— REQUIREMENT —
Do these statements agree with the Shadow of a Doubt excerpt? 1. Uncle Charlie hands the banker forty $1,000 bills. 2. The detectives arrest Uncle Charlie in town. 3. Young Charlie's transformation is called one of the film's greatest gifts. Answer yes or no for each, quoting the deciding words.

— EXCERPT —
Are there any problematic elements that don’t pass muster 80 years later?

  • Younger sister Ann seems a bit too precocious and articulate to be believable.
  • We see Uncle Charlie pass over a stack of forty $1,000 bills to the banker, a denomination that has long been out of circulation. Today, that would be like carrying $689,000 in your pocket adjusted for inflation.
  • More problematic are silly plot movers like Young Charlie being afraid to tell her parents or the authorities that her uncle is trying to kill her and the detectives agreeing not to arrest him in town to spare a scandal.
  • One obvious creaky component is the black porter on the train, yet another example of a classic Hollywood film in which characters of color were often limited to tiny roles as servants to whites.

What is Shadow of a Doubt’s greatest gift to viewers?

  • This is a film that truly picks up steam as it progresses, hitting a higher gear by the midway point, which is when Young Charlie discovers the unsavory facts about her uncle and we witness her sunny disposition depart, replaced by distrust, fear, and hatred. Earlier, the niece had expressed disbelief and exhibited naivete about her uncle’s seemingly shady side, but as the tale progresses she demonstrates savvy intuition, healthy skepticism, cautious agency, and bravery in standing up to Uncle Charly. All of these qualities help her survive and keep the town’s purity and incorruptibility intact. It’s this transformation of Young Charlie that serves as one of Shadow of a Doubt’s greatest gifts.

— DATA —
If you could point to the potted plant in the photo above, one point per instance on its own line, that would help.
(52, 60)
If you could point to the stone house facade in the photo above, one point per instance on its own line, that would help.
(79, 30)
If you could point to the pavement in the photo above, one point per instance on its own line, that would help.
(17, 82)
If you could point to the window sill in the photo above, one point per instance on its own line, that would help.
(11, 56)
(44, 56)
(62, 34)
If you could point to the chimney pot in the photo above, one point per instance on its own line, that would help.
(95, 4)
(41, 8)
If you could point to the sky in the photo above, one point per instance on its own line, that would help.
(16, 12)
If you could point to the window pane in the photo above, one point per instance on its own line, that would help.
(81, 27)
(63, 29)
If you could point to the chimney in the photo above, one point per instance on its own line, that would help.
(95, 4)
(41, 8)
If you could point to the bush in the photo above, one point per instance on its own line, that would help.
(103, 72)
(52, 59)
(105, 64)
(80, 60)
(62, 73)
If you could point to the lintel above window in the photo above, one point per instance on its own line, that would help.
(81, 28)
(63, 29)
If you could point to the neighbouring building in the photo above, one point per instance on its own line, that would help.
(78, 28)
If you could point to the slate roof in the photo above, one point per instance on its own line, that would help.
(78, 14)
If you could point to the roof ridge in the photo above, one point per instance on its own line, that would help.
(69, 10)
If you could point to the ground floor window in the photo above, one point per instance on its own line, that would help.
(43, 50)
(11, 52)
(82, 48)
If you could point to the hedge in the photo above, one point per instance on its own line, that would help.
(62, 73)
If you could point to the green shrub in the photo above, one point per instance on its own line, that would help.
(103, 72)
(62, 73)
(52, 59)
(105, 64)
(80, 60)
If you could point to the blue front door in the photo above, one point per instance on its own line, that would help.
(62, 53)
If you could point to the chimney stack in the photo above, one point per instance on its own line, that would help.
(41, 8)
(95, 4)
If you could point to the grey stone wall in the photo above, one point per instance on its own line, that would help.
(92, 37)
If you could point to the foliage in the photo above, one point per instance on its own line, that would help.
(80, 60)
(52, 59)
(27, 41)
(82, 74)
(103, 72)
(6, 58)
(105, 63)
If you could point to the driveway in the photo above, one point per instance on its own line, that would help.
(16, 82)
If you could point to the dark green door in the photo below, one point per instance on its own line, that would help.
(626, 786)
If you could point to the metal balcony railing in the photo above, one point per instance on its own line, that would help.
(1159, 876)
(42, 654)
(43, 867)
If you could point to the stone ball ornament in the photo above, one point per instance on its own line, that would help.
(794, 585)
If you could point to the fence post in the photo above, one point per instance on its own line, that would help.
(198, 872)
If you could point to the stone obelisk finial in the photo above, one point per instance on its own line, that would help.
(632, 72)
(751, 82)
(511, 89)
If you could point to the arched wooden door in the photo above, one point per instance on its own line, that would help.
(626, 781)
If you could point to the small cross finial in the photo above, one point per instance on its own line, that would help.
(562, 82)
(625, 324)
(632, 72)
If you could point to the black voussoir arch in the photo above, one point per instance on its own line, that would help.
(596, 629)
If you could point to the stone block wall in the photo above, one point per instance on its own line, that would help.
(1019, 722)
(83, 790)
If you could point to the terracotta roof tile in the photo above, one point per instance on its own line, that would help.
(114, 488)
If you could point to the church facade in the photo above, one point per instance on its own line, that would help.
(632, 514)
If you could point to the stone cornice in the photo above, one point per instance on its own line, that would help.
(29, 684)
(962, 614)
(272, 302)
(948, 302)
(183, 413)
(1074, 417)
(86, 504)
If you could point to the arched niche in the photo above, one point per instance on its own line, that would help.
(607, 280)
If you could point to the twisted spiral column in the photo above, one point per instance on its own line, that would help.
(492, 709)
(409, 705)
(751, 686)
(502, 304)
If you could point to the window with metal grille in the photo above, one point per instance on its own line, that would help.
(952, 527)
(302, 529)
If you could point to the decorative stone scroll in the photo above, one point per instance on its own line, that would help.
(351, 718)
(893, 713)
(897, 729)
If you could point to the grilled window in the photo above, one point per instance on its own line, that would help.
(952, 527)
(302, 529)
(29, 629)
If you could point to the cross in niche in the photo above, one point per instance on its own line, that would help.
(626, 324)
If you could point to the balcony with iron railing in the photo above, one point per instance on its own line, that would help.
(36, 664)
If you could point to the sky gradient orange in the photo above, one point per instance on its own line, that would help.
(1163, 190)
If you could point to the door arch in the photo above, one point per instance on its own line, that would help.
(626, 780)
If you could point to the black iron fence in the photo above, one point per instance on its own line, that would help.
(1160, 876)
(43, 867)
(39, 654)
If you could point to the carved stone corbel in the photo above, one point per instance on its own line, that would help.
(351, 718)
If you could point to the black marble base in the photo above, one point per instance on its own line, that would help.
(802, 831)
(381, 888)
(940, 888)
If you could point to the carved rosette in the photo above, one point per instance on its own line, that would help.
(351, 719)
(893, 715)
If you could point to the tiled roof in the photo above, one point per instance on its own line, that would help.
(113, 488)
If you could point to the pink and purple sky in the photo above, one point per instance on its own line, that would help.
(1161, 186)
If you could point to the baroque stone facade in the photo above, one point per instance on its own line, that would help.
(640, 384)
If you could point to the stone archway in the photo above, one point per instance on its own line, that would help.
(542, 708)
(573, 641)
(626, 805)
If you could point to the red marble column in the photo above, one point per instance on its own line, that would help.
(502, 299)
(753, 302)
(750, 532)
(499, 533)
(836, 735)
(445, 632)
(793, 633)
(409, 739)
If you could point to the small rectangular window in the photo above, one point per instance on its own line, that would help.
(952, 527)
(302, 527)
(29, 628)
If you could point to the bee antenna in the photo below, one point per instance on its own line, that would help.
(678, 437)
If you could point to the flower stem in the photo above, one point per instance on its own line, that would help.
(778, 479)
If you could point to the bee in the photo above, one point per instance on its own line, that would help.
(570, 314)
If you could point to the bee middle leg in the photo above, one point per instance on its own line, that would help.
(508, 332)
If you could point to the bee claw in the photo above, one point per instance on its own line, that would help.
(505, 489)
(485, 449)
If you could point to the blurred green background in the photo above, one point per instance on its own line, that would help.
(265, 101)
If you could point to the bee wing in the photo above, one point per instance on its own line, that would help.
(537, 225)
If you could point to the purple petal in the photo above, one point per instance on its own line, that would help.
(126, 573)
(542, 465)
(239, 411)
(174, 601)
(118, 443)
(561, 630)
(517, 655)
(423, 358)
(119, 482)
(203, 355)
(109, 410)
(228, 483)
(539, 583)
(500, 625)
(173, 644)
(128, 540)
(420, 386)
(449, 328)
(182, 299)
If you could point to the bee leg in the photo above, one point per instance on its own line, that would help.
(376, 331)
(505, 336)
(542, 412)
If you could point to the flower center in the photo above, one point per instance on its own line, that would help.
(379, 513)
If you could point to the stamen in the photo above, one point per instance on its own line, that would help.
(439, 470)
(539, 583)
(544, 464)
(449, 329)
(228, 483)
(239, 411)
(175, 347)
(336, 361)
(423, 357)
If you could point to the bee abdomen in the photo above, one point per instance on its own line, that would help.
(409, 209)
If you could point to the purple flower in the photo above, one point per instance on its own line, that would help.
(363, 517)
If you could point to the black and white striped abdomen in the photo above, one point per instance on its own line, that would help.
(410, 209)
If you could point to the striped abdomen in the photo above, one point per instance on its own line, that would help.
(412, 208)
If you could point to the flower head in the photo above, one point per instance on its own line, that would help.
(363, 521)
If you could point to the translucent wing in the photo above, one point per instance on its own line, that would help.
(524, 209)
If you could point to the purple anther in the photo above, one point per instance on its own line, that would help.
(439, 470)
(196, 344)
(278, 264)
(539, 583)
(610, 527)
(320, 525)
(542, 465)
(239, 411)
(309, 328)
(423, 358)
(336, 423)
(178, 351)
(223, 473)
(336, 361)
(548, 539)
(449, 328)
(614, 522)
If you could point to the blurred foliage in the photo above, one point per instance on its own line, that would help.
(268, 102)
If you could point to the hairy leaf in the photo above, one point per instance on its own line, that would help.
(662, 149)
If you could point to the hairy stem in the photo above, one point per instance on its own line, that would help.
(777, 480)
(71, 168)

— RESULT OF THIS EXERCISE —
1. Yes: "We see Uncle Charlie pass over a stack of forty $1,000 bills to the banker"
2. No: "the detectives agreeing not to arrest him in town to spare a scandal"
3. Yes: "It’s this transformation of Young Charlie that serves as one of Shadow of a Doubt’s greatest gifts."